■ **Text for analysis**:
What a positive and thoughtful paper! Thank you for publishing it, just what I needed to read to help me stopping feeling sorry for myself and down. Thank you Benjamin!

Cynthia avatar


Thanks , Ben.
A good read .... and very encouraging !

Terry Ross avatar

Terry Ross

Ha! My MS anniversary is also on Valentine’s Day. I am eleven years. Still can’t really believe it.

Thanks for your columns. I read them regularly.

Helen R. Eades avatar

Helen R. Eades

I have had MS for 43 years. I am in remission and doing great !

Leanne B avatar

Leanne B

I also don't "celebrate" this anniversary but each year I add another year to the length I've had this disease. 26 yrs in November, it astounds me. It sounds like a life time but in fact it is less than half my life. I had a good full life befoe MS. For this am grateful..

Martin Cohen avatar

Martin Cohen

Three years ago I celebrated my golden anniversary with MS. 50 years is a long time but not so long when you have a supportive spouse and family. My wife is my backbone and my adult kids and grandchildren help keep me on a straight path forward. I was too late for the disease modifying medications with exception of cytoxan which probably helped turn relapsing remitting MS into secodary progressive.
It is amazing how monoclonal antibodies have changed the face of MS in recent years. It is a much tamer disease and will prevent much of the long lasting disability of the past and make a diagnosis of MS much more tolerable and less scary.

■ **What the task asks**:
Pick up the reader comments on living with MS after the final sentence shown and continue them. The data that follows plays no part in the work here.

■ **Dataset extract**:

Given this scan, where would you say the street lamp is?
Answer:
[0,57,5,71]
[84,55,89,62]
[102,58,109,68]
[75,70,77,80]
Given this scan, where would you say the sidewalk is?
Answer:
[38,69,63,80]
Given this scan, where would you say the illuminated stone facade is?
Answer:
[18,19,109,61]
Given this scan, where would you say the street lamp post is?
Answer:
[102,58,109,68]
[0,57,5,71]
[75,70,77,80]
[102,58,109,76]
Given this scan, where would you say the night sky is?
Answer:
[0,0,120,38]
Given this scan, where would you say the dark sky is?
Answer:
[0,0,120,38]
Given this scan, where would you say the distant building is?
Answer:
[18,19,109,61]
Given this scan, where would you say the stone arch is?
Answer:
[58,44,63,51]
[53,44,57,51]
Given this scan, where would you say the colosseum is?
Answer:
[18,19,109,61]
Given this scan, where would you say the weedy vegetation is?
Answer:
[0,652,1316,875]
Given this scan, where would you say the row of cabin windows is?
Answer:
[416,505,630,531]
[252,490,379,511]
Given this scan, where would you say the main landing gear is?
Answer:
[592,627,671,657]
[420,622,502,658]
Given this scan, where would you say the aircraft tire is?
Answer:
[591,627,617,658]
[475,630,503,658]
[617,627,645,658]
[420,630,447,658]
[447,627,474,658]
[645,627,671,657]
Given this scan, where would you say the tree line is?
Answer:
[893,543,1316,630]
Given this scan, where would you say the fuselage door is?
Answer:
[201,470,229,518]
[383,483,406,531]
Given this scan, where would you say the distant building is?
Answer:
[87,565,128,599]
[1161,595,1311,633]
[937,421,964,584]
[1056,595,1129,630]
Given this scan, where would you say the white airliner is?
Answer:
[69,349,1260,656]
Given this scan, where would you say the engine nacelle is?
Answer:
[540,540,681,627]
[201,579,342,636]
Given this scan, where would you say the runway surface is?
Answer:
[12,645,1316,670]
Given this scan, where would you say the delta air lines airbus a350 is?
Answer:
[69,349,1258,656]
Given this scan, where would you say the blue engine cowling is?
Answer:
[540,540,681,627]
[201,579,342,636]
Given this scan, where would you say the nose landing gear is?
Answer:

■ **Solved exercise**:
Congratulations Ben on your wonderful attitude and maybe by your golden anniversary(preferably before) the extroadinary physicians and scientists who take care of us will have discovered how to remyelinize nerves and teach us to reheal our bodies.


Lyanne avatar


I am happy to be able to find such inspirational fellow fighters in this MS journey with me! Thanks for the inspiring read.

Sonja Holland avatar

Sonja Holland

I was diagnosed with PPMS 27 years ago this February. Life is always a think ahead in the MS world. You have experienced life in the Military world which helps you to think ahead. Enjoy all your time.

Eileen avatar


Thank you. I am so sorry for your diagnosis 10 years ago, but am so grateful that now being one of us, you so eloquently put into words what most of us are feeling and going thru.